• [Excerpted passage]:
“Whosoever says truffle, utters a grand word, which awakens erotic and gastronomic ideas”
Jean-Anthelme Brillat-Savarin (1755-1826), preface to ‘The Physiology of Taste’ (1825)
Truffles, those incredible little culinary luxuries that almost defy description, one should never pass up an opportunity to smell, taste and commune with the plump little balls of ectomycorrhizal fungi found in the rhizosphere of oak and hazelnut trees.
The merest sliver of a shaving of the hypogeous sporocarp, (fruiting body) of the truffle can transform even the blandest dish into something, exceptional, complex and completely irresistible.
It is almost as if truffles are infused by magical properties and indeed, Ancient Europeans believed that truffles were created by the gods when lightning struck the ground. The Roman philosopher Cicero, (106 BC – 43 BC) called them children of the earth and the Greek essayist Plutarch (AD46-AD120) wrote “Since, during storms, flames leap from the humid vapors and dark clouds emit deafening noises, is it surprising the lightning, when it strikes the ground, gives rise to truffles…”
In ‘Close to Colette’ (1955) the author Maurice Goudeket suggested “Truffles – anyone who does not declare himself ready to leave Paradise or Hell for such a treat is not worthy to be born again.” Whilst his wife, French author nominated for the Nobel Prize in Literature, (1948) Sidonie-Gabrielle Colette, (1873 – 1954) is quoted herself as saying, “If I can’t have too many truffles, I’ll do without truffles.”
The two godfathers of French fine dining criticism are Jean Anthelme Brillat-Savarin, (1755-1826) and Alexandre-(Balthazard)-Laurent Grimod de La Reynière, (1758-1837).
Brillat-Savarin’s most famous work, ‘Physiologie du goût (The Physiology of Taste), was published in December 1825, just two months before his death and it has never been out of print since.
An interesting and complex character he studied law, chemistry and medicine in Dijon, there was a price on his head during the French Revolution and he fled to Switzerland before moving to Holland and then the brand-new country called the United States of America. In the U.S. he earned a living giving violin lesson and was for a time ‘first violin’ for the Park Theatre in New York. He returned to France in 1797 and served for the remainder of his life as a judge for the Court de Cassation, one of France’s ‘Courts of Last Resort’.

• [Assigned task A]:
Write out the truffle text from "Jean-Anthelme Brillat-Savarin (1755-1826), preface" to "and hazelnut trees.".
• [Assigned task B]:
Name every person in the truffle text whose birth and death years are given, along with those years.

• [Entries shown]:

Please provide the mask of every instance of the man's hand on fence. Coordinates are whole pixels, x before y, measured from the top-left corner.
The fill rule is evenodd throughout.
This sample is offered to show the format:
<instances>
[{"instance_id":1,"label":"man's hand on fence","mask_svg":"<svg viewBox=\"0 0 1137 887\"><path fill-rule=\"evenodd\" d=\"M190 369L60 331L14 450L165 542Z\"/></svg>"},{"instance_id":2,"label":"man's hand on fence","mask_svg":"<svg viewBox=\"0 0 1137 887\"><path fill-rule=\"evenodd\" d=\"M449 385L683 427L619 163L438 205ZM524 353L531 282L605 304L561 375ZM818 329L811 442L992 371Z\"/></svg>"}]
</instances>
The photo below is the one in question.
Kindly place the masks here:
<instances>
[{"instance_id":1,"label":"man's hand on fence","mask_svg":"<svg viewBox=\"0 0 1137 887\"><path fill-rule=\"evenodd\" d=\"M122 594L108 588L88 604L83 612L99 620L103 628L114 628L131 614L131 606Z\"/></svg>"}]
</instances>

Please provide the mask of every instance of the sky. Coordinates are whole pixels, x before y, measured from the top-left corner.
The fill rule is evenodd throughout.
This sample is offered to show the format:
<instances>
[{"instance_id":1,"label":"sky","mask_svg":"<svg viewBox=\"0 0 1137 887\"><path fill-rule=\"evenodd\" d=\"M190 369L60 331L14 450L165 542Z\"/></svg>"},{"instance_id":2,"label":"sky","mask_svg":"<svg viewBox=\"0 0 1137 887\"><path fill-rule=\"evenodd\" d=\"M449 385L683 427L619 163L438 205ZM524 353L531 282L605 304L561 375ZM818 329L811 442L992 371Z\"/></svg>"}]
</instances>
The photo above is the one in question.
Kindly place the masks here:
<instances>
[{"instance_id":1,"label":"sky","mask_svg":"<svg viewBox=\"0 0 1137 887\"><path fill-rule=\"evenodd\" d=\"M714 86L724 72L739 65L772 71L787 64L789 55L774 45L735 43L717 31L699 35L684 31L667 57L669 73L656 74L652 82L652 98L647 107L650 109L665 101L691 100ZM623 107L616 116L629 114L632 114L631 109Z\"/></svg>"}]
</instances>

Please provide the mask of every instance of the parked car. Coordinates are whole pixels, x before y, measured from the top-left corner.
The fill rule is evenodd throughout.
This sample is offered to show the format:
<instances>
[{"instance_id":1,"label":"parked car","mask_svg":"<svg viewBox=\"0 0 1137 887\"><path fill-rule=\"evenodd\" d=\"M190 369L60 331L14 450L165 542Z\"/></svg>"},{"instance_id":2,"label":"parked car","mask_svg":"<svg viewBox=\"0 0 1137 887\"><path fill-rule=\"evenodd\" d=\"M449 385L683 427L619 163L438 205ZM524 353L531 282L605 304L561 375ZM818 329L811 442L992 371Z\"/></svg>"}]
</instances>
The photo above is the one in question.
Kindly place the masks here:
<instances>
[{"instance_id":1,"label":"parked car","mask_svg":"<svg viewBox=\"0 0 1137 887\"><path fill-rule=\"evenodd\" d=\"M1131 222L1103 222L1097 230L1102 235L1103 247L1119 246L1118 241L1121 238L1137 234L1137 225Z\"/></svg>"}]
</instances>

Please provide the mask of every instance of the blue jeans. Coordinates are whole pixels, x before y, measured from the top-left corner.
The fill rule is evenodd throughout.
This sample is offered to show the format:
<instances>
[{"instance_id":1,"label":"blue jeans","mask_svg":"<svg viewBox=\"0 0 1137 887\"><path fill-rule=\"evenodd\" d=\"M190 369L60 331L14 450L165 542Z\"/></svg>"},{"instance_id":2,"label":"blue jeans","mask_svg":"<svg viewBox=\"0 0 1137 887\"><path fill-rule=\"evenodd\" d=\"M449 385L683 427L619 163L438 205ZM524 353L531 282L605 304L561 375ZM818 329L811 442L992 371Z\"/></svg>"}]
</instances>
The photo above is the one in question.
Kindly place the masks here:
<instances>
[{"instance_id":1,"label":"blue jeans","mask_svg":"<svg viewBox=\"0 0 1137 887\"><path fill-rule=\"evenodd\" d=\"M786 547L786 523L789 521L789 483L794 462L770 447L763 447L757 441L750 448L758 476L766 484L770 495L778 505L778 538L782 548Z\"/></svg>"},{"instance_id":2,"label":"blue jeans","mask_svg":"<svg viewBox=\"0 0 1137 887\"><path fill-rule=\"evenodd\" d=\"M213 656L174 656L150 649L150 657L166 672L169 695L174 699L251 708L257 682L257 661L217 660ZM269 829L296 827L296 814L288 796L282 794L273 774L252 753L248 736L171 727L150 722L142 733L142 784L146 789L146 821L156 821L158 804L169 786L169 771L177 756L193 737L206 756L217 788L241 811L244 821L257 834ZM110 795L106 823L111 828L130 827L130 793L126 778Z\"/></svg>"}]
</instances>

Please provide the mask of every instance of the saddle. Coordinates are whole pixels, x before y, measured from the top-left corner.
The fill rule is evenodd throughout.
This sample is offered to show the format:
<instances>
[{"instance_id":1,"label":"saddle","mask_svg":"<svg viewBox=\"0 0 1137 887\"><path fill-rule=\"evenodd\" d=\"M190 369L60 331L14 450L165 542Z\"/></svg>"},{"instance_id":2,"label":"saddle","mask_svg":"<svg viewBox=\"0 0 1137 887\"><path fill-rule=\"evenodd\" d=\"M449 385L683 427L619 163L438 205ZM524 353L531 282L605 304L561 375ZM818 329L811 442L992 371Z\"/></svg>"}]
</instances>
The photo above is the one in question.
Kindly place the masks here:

• [Task answer A]:
Jean-Anthelme Brillat-Savarin (1755-1826), preface to ‘The Physiology of Taste’ (1825)
Truffles, those incredible little culinary luxuries that almost defy description, one should never pass up an opportunity to smell, taste and commune with the plump little balls of ectomycorrhizal fungi found in the rhizosphere of oak and hazelnut trees.

• [Task answer B]:
- Jean-Anthelme Brillat-Savarin (1755-1826)
- Cicero (106 BC – 43 BC)
- Plutarch (AD46-AD120)
- Sidonie-Gabrielle Colette (1873 – 1954)
- Alexandre-(Balthazard)-Laurent Grimod de La Reynière (1758-1837)